------ Records to process

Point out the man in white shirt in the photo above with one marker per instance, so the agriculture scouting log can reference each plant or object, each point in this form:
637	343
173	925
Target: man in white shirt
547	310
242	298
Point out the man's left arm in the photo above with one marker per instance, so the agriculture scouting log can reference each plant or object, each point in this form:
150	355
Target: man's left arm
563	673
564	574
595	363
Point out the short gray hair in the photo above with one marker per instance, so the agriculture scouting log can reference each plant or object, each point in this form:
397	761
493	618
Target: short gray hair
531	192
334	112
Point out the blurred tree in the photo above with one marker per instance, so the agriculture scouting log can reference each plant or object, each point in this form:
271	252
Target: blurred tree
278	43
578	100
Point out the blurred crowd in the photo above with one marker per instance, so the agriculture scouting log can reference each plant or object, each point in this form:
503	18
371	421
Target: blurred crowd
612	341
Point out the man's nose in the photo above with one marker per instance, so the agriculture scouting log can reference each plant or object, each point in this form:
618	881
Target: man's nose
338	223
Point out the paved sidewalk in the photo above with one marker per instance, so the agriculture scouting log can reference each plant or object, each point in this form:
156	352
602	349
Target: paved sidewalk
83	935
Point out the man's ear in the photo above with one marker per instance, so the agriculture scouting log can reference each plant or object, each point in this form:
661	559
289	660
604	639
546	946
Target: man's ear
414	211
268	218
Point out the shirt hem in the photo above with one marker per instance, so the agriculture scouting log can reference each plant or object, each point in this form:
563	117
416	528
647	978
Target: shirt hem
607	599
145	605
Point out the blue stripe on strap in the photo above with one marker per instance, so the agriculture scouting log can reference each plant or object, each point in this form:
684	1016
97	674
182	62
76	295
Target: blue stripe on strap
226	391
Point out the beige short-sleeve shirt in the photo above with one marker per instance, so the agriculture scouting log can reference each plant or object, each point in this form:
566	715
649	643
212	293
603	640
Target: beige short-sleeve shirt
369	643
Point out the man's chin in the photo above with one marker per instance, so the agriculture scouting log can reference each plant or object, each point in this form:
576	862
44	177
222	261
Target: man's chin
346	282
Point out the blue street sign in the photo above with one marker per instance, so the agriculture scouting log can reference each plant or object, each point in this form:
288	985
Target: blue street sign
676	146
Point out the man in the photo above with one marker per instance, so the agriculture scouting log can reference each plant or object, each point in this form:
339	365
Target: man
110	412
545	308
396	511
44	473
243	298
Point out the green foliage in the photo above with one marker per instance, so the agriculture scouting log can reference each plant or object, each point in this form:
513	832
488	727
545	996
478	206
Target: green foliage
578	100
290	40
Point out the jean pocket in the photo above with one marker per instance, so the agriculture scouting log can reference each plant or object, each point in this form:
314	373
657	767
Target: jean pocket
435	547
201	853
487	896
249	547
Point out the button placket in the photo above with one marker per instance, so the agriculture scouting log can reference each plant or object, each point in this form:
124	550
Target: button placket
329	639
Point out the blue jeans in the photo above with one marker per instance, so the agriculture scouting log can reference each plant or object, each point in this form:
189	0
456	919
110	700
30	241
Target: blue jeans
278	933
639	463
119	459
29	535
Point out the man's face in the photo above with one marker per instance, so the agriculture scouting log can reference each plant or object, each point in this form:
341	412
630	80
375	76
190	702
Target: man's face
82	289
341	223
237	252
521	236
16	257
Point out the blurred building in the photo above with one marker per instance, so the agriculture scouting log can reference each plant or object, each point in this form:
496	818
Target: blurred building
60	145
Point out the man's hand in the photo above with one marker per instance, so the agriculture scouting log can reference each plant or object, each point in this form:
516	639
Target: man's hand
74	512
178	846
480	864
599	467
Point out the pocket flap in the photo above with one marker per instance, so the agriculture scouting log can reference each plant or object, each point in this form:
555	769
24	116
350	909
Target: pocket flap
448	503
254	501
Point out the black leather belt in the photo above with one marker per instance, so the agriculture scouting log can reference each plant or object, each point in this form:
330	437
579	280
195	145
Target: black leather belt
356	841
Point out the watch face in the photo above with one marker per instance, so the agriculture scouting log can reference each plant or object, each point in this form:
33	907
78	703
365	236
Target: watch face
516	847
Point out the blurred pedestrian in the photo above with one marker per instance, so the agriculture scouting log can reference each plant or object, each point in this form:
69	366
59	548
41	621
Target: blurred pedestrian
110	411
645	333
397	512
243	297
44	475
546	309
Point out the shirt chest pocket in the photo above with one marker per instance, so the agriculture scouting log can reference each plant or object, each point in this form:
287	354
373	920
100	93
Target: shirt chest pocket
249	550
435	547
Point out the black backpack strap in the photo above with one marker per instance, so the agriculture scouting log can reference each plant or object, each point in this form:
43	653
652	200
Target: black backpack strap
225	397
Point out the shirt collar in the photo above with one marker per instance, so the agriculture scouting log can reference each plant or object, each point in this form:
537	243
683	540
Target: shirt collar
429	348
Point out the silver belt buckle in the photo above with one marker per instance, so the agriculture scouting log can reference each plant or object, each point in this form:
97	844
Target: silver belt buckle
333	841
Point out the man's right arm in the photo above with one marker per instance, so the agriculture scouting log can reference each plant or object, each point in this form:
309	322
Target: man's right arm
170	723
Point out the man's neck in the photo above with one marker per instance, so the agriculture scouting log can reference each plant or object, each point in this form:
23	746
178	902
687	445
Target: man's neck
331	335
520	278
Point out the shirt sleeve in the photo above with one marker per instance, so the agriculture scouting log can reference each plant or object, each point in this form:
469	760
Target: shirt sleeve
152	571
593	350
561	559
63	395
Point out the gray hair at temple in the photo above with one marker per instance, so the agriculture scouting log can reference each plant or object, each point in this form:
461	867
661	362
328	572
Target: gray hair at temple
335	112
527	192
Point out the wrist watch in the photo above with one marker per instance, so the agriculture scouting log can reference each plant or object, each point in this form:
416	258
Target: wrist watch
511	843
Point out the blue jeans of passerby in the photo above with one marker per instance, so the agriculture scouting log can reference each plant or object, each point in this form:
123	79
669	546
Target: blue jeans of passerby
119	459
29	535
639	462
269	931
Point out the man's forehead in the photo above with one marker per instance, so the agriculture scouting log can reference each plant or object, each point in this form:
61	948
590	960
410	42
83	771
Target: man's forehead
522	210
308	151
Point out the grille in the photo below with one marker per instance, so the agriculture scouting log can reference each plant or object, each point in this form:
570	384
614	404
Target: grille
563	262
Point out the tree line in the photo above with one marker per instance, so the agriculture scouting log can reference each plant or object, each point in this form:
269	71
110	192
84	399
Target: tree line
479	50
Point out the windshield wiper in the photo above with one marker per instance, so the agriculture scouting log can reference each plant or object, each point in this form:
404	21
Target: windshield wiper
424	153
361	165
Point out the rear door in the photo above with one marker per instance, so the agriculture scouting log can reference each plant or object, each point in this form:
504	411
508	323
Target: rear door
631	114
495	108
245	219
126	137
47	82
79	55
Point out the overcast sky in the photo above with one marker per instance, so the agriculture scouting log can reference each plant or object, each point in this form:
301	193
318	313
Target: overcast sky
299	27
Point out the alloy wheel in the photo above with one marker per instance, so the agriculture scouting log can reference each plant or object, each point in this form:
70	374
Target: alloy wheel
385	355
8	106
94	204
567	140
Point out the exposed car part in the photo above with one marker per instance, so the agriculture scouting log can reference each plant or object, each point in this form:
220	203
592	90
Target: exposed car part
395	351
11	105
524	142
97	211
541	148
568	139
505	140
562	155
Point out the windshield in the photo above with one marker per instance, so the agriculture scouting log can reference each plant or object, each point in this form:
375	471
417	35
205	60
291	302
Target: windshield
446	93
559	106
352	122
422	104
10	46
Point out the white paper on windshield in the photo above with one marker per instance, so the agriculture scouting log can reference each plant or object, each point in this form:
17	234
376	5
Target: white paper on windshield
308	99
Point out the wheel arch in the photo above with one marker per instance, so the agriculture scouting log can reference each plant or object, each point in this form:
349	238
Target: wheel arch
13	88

------------

Problem details
In full and without any edits, output the material above.

Output for this task
Point out the man in white shirt in the photo above with one marker per instance, so the agriculture scouting log can reference each plant or object, each point in this form:
637	343
173	925
Target: man in white shirt
547	310
242	298
Point out the man's left arm in the photo above with one marker per instance, so the agriculture scouting log can reference each plant or object, each point in this form:
150	355
Target: man's left arm
563	673
564	574
595	363
Point out the short gray hair in the photo above with one marker per instance, so the agriculture scouting log can reference each plant or object, each point in this form:
397	761
493	618
Target: short gray hair
531	192
334	112
Point out the blurred tree in the photo above with one marker per instance, so the agriculture scouting log can reference each plant or object, each point in this form:
271	252
Target: blurred tree
278	43
578	100
Point out the blurred crowd in the photo above with one marker per instance, so the agriculture scouting log can reference each plant or object, each point in this form:
503	18
371	421
Target: blurred crowd
612	341
Point out the man's nose in the photo above with one marker per instance, so the agriculture scouting log can reference each plant or object, each point in this form:
618	881
Target: man's nose
338	223
Point out the paved sidewalk in the photo above with one marker per instance, so the agriculture scouting log can reference each plant or object, each point in this form:
156	352
602	349
Target: paved sidewalk
83	935
Point out the man's ear in the photo above with one marker per instance, so the agriculture scouting log can reference each plant or object, each point in this form:
661	559
289	660
604	639
546	946
Target: man's ear
414	211
268	218
Point out the shirt hem in the photo above with one marker per instance, so the agriculture scouting log can reference each plant or object, each point in this form:
563	117
416	528
647	978
Target: shirt hem
607	599
145	605
Point out the blue stripe on strap in the photo above with one marker per instance, so the agriculture scouting log can reference each plant or object, each point in this form:
684	1016
97	674
182	62
76	295
Target: blue stripe on strap
226	391
Point out the beige short-sleeve shirt in the photo above with one marker per instance, so the agriculture scouting log can reference each plant or object, each point in this form:
566	715
649	643
212	293
603	640
Target: beige short-sleeve shirt
369	643
Point out the man's chin in the photo above with one marker per instance, so the agriculture scouting log can reference each plant or object, each point in this form:
576	862
44	177
222	261
Target: man's chin
346	282
Point out the blue street sign in the photo above with one marker per instance, so the agriculture scouting log can reference each plant or object, each point in this form:
288	985
Target: blue street sign
676	146
Point out the man in the photo above with one marker per instance, so the agriculture scouting log can reference each plant or object, each point in this form:
339	365
Target: man
110	412
545	308
396	511
44	473
243	298
Point out the green foliage in the photo above with one marker per instance, so the agriculture scouting log can reference each plant or object, each point in this form:
513	832
488	727
545	996
478	206
Target: green foliage
578	100
290	40
Point out the jean pocket in the photo above with one marker per instance, so the agriculture scouting log can reference each plant or object, each point in this form:
314	373
657	767
Target: jean pocket
435	547
201	853
487	896
249	547
Point out the button placket in the photo above with one marker per instance, so the agriculture scouting log can reference each plant or object, each point in this form:
124	550
Target: button placket
329	639
Point out the blue jeans in the photo above with one marker per instance, so the agriculture scouting log can reference each plant or object, each point in this form:
189	0
456	919
110	700
30	241
Target: blue jeans
278	933
639	463
119	459
29	535
Point out the man's face in the photo above with one marker per instance, so the agriculture scouting log can reference each plant or object, each point in this form:
341	412
630	80
375	76
190	702
Target: man's face
82	289
341	223
237	252
521	236
16	257
Point out the blurred building in the photo above with one marker per instance, so the agriculture scouting log can reference each plant or object, each point in this form:
496	818
Target: blurred building
60	145
Point out the man's hand in the photo above with one marker per instance, so the agriculture scouting log can reference each plant or object, each point in this form:
516	639
Target: man's hand
74	512
178	846
480	864
599	467
Point out the pocket flap in the photo above with one marker per instance, so the agriculture scouting log can reference each plant or object, each point in this form:
555	769
24	116
350	909
Target: pocket flap
448	503
254	501
Point out the black leather belt in the photo above with one marker per instance, so the agriculture scouting log can reference each plant or object, each point in this form:
330	437
579	280
195	145
Target: black leather belt
356	841
Point out the watch face in the photo above with one marker per instance, so the agriculture scouting log can reference each plant or object, each point in this form:
33	907
78	703
365	236
Target: watch face
516	847
Point out the blurred pedestrian in the photo above with one marker per instance, so the agriculture scouting log can reference each plant or object, each point in this form:
69	366
59	548
41	621
Target: blurred pedestrian
110	411
645	333
397	512
243	297
44	475
546	309
Point out the shirt chest pocket in the photo above with one marker per instance, so the agriculture scouting log can reference each plant or object, each point in this form:
287	354
373	920
100	93
Target: shirt chest pocket
249	550
435	547
Point out the black backpack strap in the photo above with one marker per instance, so the agriculture scouting log can reference each plant or object, each point in this form:
43	653
652	200
Target: black backpack strap
225	397
Point out the shirt collar in the photo above with one marker per instance, so the agriculture scouting log can reference each plant or object, each point in this form:
537	243
683	540
Target: shirt collar
429	348
Point out the silver belt buckle in the photo above with one marker per instance, so the agriculture scouting log can reference each plant or object, each point in this form:
97	844
Target: silver belt buckle
333	841
Point out the man's right arm in the photo above with one marker per instance, so the agriculture scouting log can reference each plant or object, each point in this form:
309	322
Target: man's right arm
170	723
Point out the man's neck in the photo above with one marker per instance, so the agriculture scouting log can reference each plant or object, each point in this form:
23	746
178	902
687	445
Target: man's neck
331	335
520	278
Point out the shirt sleeve in the photo above with one marker per instance, so the agriculture scouting log can reference each plant or object, each point in this form:
469	760
Target: shirt sleeve
152	571
593	350
561	559
63	395
Point out the gray hair at temple in the photo above with one marker per instance, so the agriculture scouting log can reference each plant or object, each point in this form:
461	867
661	362
328	572
Target: gray hair at temple
335	112
527	192
Point out the wrist watch in the photo above with one marker per instance, so the agriculture scouting log can reference each plant or object, each point in this form:
416	258
Target: wrist watch
511	843
Point out the blue jeans of passerby in the photo above with one marker per instance, so the agriculture scouting log can reference each plant or object, each point in this form:
123	79
669	546
Target: blue jeans of passerby
119	459
29	535
639	462
269	931
Point out the man's forehead in the photo above with one marker per instance, so the agriculture scouting log can reference each plant or object, each point in this form:
61	948
590	960
410	42
83	771
Target: man's forehead
522	210
308	151
Point out the grille in the photo below with one marker per instance, so the agriculture scouting log can reference each plant or object, each point in this form:
570	384
614	404
Target: grille
563	262
Point out the tree line in the photo above with one marker per instance, so the agriculture scouting log can reference each plant or object, each point in this form:
269	71
110	192
84	399
Target: tree line
479	50
Point out the windshield wiper in the photo above with one marker per instance, so the agriculture scouting log can reference each plant or object, each point in this form:
404	21
Target: windshield wiper
424	153
361	165
Point out the rear door in the photo above with one marker per instance, so the agriculture scouting log can reference each plant or object, each point in this form:
504	411
508	323
Target: rear door
631	114
495	108
245	219
126	137
47	82
79	55
Point out the overcast sky in the photo above with one marker per instance, so the agriculture scouting log can reference each plant or object, each point in this form:
301	193
318	313
Target: overcast sky
299	27
Point out the alloy wheel in the photo above with one marker per instance, so the agriculture scouting log can reference each plant or object, each point in this form:
70	374
Target: alloy wheel
385	355
8	106
94	204
567	140
Point out the exposed car part in the photo above with one marker per instance, so the agriculture scouting log can reference each plant or object, each point in this form:
220	203
592	90
Target: exposed car part
395	351
11	105
524	142
97	211
541	148
568	139
505	140
562	155
Point out the windshield in the photo above with one marker per instance, so the agriculture scouting log can reference each plant or object, each point in this form:
375	471
417	35
205	60
291	302
Target: windshield
446	93
559	106
352	122
422	104
10	46
Point out the white paper on windshield in the photo above with one marker per instance, so the agriculture scouting log can reference each plant or object, each point in this form:
17	234
376	5
Target: white paper on windshield
308	99
Point out the wheel arch in the photo above with one marker per instance, so the agriculture scouting log can reference each plant or object, each point in this form:
349	238
Target: wheel arch
13	88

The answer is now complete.